__EXTRACTED TEXT__
*****

- Dhaunkal Location of Dhaunkal Dhaunkal Dhaunkal (Pakistan)
- Coordinates: 32°24′18″N 74°08′13″E﻿ / ﻿32.40500°N 74.13694°E
- Country: Pakistan
- Province: Punjab
- District: Wazirabad
- Tehsil: Wazirabad
- Number of Union Councils: 1
- Municipal status: 1981

Area
- • Total: 1.9 sq mi (5 km^{2})

Population
- • Estimate (2017): 19,871
- Time zone: UTC+5 (PST)
- • Summer (DST): +5
- Postal code type: 52010
- Calling code: 0556

= Dhaunkal =

Town in Punjab, Pakistan

Dhaunkal (Urdu, Punjabi ) is a town and union council in Wazirabad Tehsil, Wazirabad District, Punjab, Pakistan. It is located on the Lahore-Islamabad Highway, only 0.5 kilometers from the district capital, Wazirabad and about 15 kilometres from Gujrat. Dhaunkal is one of the biggest and oldest towns in Wazirabad Tehsil. The population of Dhaunkal is 25,000, of which 10,000 are registered to vote. Due to access to transportation, it is possible to get to Dhaunkal from all over Pakistan within 24 hours because of the access through the NHA roads.

*****

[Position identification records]
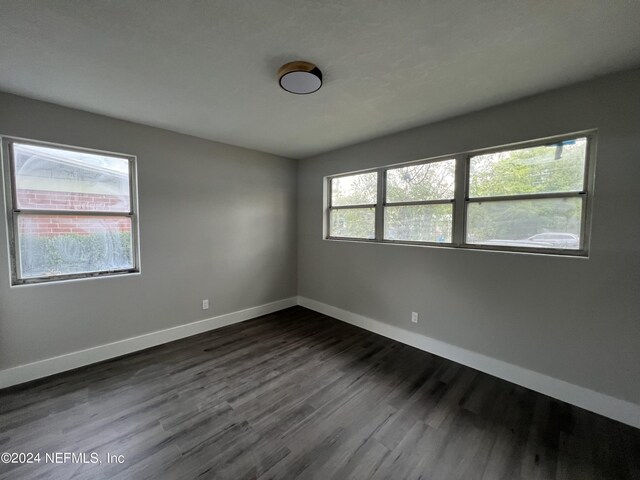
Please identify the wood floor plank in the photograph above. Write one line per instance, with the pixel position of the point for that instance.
(298, 395)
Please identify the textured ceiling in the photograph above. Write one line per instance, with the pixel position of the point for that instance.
(207, 68)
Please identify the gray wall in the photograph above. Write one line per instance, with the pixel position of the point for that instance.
(574, 319)
(216, 222)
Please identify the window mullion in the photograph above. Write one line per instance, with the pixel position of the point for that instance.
(380, 202)
(460, 196)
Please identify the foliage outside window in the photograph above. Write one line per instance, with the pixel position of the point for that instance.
(530, 197)
(71, 212)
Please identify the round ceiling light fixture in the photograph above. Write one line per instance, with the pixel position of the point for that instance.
(300, 77)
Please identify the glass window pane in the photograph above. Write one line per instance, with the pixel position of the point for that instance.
(428, 181)
(66, 244)
(56, 179)
(543, 223)
(543, 169)
(419, 223)
(353, 223)
(361, 189)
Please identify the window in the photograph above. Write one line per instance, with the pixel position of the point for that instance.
(533, 197)
(419, 202)
(71, 212)
(352, 206)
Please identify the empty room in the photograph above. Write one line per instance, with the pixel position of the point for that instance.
(353, 239)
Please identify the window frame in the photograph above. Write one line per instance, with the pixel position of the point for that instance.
(331, 207)
(12, 213)
(462, 199)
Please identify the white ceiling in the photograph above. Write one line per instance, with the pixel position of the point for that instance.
(207, 68)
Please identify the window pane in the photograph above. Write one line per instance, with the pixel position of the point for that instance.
(544, 223)
(428, 181)
(56, 179)
(353, 223)
(361, 189)
(419, 223)
(67, 244)
(543, 169)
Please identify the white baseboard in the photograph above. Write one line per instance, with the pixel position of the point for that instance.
(80, 358)
(620, 410)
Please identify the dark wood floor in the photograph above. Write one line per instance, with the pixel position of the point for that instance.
(296, 394)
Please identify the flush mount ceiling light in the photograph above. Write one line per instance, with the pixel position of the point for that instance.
(300, 77)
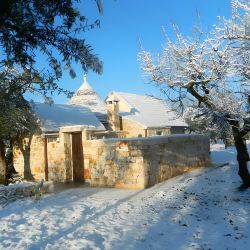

*****

__TASK LIST__
• 1. Answer these questions using the Dhaunkal text:
(a) What is the calling code for Dhaunkal?
(b) About how far is Dhaunkal from Gujrat?
(c) How many people in Dhaunkal are registered to vote?
• 2. Does each statement agree with the Dhaunkal text? Answer yes or no and quote the words that decide it.
(a) Dhaunkal lies in Sindh province.
(b) Dhaunkal is located on the Lahore-Islamabad Highway.
(c) Dhaunkal has two union councils.

__EXERCISE RESULTS__
• 1.
(a) 0556
(b) About 15 kilometres
(c) 10,000

• 2.
(a) No: "Province: Punjab"
(b) Yes: "It is located on the Lahore-Islamabad Highway"
(c) No: "Number of Union Councils: 1"